■ Directions:
Word for word, restate the lines that run from the line containing "When the pointer" to the last line of the records below.

■ Point-per-instance localization data:
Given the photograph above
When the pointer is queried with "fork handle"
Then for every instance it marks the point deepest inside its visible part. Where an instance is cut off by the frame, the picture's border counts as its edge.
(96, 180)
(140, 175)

■ Written response:
When the pointer is queried with "fork handle"
Then for every instance it marks the point deepest inside its visible part. Where an instance is cut off by the frame, the picture's border counts as its edge.
(96, 180)
(140, 175)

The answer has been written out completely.